> [提示本文]:
::::

今度は自分が愛されたいと願う悲しい男の物語

4.54.5
画力
4.0
ストーリー
5.0
キャラクター
4.5
設定
4.0
演出
4.5

目次

不幸を呼び寄せる男ディミトリ

テノール歌手としてブイブイ言わせていた色気ダダ漏れの男・ディミトリ。1908年のヨーロッパで、自分の歌声をどうにか認めさせるために枕営業もやり、愛する女性を思い浮かべながらがんばる彼。切なげなのがまた色気あるよね…。そんな彼にも親友・テオがいた。テオは、ディミトリがテノール歌手として活躍できるように舞台をセッティングしてくれたり、貴族という身分に囚われずに平民のディミトリに接してくれた唯一の人だった。ディミトリが性的虐待を受けて苦しんでいるときにも乗り込んで救ってやった彼は、まさに救世主。ディミトリにとってのテオは光であり、そして愛する女性・アニエスタの婚約者でもあり、テオのためには引かねばならないと思える、そんな相手だった…。

::::

> [実施課題]:
a. 本文によると、ディミトリが活動していたのはいつのどこですか。
b. 本文の「不幸を呼び寄せる男ディミトリ」から「思える、そんな相手だった…。」までを両端も含めて書き写し、その際「ディミトリ」を「ディミトリー」に置き換えてください。

::::

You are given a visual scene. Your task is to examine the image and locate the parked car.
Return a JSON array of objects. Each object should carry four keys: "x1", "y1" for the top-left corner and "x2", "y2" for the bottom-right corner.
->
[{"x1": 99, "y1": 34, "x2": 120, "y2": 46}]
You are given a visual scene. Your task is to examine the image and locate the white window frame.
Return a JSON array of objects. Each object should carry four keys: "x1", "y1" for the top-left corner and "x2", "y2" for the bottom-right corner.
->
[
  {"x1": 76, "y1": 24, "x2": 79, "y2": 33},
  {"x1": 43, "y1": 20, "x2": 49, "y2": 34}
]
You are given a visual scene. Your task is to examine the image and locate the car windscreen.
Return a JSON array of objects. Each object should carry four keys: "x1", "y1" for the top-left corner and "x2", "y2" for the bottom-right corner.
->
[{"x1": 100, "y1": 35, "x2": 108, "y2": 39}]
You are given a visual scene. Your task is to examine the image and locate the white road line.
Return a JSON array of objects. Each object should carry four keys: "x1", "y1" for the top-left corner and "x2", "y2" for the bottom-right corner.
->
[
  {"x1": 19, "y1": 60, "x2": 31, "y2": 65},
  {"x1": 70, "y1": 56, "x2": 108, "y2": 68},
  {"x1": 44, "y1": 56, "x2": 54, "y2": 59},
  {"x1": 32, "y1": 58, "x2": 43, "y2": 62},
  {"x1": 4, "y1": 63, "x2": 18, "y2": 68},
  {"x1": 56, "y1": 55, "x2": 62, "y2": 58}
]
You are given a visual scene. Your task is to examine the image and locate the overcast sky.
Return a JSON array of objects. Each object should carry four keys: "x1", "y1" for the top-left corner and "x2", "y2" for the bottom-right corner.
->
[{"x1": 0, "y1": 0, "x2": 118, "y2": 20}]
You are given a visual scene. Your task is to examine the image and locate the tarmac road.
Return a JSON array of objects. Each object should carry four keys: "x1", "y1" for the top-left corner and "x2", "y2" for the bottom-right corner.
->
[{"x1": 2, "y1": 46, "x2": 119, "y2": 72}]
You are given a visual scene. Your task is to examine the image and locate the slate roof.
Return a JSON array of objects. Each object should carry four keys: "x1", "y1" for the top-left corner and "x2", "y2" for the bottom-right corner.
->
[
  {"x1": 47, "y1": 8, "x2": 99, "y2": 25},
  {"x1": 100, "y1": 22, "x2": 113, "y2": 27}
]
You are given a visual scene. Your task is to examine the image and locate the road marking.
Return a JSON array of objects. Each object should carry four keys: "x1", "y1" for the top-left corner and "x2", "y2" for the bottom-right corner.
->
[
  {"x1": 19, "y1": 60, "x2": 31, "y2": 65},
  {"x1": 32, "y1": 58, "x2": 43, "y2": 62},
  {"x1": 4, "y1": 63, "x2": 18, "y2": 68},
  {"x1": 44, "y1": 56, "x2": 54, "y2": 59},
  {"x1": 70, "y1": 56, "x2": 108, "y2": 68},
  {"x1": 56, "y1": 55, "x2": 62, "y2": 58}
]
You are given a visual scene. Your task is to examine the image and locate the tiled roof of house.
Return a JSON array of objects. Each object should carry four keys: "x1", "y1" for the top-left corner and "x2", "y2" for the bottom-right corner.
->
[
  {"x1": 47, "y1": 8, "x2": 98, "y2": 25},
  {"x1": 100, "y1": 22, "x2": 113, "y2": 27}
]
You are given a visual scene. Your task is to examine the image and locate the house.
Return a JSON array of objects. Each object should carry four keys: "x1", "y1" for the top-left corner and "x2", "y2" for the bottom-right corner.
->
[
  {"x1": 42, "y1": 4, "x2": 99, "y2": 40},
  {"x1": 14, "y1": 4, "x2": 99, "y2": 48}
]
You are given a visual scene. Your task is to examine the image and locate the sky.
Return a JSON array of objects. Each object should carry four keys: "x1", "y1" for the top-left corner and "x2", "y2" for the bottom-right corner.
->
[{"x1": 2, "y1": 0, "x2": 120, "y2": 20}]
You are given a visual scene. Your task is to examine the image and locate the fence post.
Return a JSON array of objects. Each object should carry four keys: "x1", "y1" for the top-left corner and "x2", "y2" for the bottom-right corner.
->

::::

> [記述回答]:
a. 1908年のヨーロッパです。

b.
不幸を呼び寄せる男ディミトリー

テノール歌手としてブイブイ言わせていた色気ダダ漏れの男・ディミトリー。1908年のヨーロッパで、自分の歌声をどうにか認めさせるために枕営業もやり、愛する女性を思い浮かべながらがんばる彼。切なげなのがまた色気あるよね…。そんな彼にも親友・テオがいた。テオは、ディミトリーがテノール歌手として活躍できるように舞台をセッティングしてくれたり、貴族という身分に囚われずに平民のディミトリーに接してくれた唯一の人だった。ディミトリーが性的虐待を受けて苦しんでいるときにも乗り込んで救ってやった彼は、まさに救世主。ディミトリーにとってのテオは光であり、そして愛する女性・アニエスタの婚約者でもあり、テオのためには引かねばならないと思える、そんな相手だった…。